Please return every one of the entries below unchanged, reproducing each line character for character.

================

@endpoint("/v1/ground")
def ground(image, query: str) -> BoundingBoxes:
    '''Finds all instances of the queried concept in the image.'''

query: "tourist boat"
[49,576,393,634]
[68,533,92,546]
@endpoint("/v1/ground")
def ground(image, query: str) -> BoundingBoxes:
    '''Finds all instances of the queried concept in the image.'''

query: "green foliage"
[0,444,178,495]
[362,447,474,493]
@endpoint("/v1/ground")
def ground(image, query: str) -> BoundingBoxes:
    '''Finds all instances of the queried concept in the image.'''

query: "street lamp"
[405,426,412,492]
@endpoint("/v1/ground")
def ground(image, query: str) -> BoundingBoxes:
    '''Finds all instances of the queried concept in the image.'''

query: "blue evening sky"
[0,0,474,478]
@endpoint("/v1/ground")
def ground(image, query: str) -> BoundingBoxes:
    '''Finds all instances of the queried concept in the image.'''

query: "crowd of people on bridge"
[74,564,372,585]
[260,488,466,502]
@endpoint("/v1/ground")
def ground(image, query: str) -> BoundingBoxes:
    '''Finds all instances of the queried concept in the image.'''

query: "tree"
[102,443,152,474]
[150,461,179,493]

================

*Exercise output*
@endpoint("/v1/ground")
def ground(image, query: str) -> BoundingBoxes:
    '''Finds all instances of the queried concept in the image.'''

query: "tourist boat"
[49,576,393,634]
[68,533,92,546]
@endpoint("/v1/ground")
def ground(image, query: str) -> BoundingBoxes:
    '''Finds all instances of the queried concept in the image.'''

query: "green foliage"
[0,444,178,495]
[362,447,474,493]
@endpoint("/v1/ground")
def ground(image, query: str) -> BoundingBoxes:
    '''Finds all instances of the queried concept in the image.'''

query: "street lamp"
[405,426,412,492]
@endpoint("/v1/ground")
def ground(image, query: str) -> BoundingBoxes:
    '''Finds all instances of the queried concept in the image.'''

query: "blue evening sky"
[0,0,474,478]
@endpoint("/v1/ground")
def ground(image, query: str) -> BoundingBoxes:
    '''Finds all instances of the queried concept in the image.'''

query: "crowd of people on bridge"
[74,564,372,585]
[260,488,466,502]
@endpoint("/v1/ground")
def ground(image, query: str) -> BoundingBoxes:
    '''Finds all instances of the queried concept in the image.'''

query: "tree"
[102,443,152,474]
[150,461,179,493]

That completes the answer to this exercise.